Copy all lines in the data that contain the string "white".

◆ Entries provided:
· · · · ·

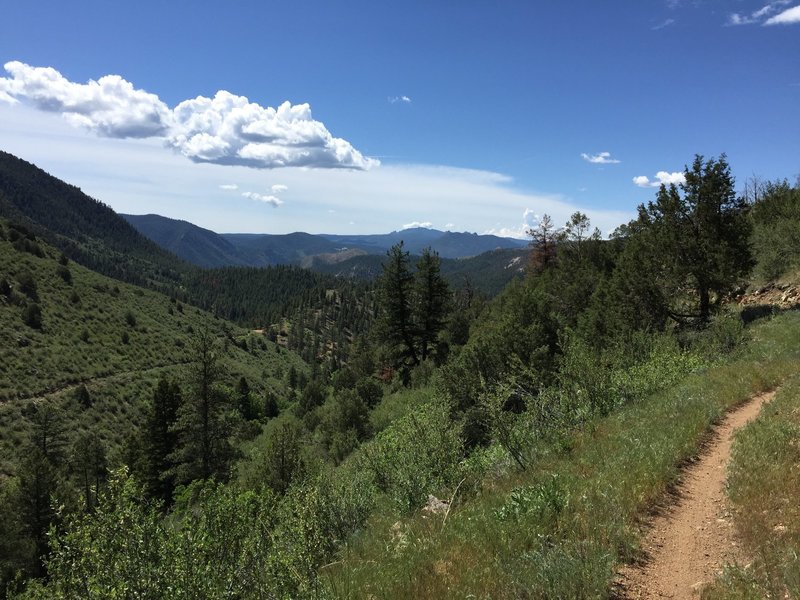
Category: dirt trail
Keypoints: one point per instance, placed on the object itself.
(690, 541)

· · · · ·

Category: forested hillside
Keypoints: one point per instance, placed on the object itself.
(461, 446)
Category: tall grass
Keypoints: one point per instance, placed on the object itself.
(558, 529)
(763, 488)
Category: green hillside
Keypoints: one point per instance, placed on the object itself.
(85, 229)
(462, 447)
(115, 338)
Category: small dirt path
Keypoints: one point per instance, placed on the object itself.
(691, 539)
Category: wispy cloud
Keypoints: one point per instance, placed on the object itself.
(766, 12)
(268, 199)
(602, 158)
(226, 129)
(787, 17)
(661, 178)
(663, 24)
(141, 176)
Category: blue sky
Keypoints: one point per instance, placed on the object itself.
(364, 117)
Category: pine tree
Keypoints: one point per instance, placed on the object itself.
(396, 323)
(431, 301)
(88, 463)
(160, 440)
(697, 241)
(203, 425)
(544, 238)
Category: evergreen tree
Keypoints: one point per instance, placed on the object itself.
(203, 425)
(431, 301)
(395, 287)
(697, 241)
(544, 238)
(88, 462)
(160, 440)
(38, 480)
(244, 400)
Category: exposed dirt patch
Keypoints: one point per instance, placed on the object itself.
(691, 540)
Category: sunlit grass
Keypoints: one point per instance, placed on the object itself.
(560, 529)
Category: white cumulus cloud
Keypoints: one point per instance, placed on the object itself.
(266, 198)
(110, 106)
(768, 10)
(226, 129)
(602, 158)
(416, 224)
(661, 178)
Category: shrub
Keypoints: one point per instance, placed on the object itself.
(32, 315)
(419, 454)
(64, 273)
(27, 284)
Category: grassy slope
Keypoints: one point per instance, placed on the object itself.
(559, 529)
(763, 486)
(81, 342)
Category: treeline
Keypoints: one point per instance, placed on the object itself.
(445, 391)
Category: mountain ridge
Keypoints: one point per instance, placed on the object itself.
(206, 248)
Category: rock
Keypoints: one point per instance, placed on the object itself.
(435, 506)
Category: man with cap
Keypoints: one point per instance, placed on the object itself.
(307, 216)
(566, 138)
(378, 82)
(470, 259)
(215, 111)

· · · · ·

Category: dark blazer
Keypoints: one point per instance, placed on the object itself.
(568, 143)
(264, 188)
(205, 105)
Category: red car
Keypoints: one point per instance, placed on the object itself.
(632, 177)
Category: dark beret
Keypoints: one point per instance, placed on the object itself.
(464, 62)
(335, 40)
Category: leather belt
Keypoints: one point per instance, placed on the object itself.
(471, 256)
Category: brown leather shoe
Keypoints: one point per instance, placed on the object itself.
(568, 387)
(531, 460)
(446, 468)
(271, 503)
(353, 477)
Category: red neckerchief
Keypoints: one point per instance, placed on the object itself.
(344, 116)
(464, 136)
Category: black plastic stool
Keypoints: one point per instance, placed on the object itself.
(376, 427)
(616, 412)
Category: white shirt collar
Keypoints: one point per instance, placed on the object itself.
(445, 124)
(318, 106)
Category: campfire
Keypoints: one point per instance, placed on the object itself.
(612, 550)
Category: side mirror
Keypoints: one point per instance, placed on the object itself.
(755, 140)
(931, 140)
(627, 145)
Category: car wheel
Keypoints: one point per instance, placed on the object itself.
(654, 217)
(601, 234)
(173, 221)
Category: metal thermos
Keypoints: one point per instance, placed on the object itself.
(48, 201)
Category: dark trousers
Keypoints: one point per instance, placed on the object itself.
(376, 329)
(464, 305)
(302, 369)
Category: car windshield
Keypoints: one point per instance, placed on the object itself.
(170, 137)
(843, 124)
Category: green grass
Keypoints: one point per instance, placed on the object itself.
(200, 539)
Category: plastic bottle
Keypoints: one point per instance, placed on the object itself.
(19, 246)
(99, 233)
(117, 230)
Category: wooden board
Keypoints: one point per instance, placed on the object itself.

· · · · ·

◆ Reply to the exercise:
Category: white cumulus cloud
Category: white shirt collar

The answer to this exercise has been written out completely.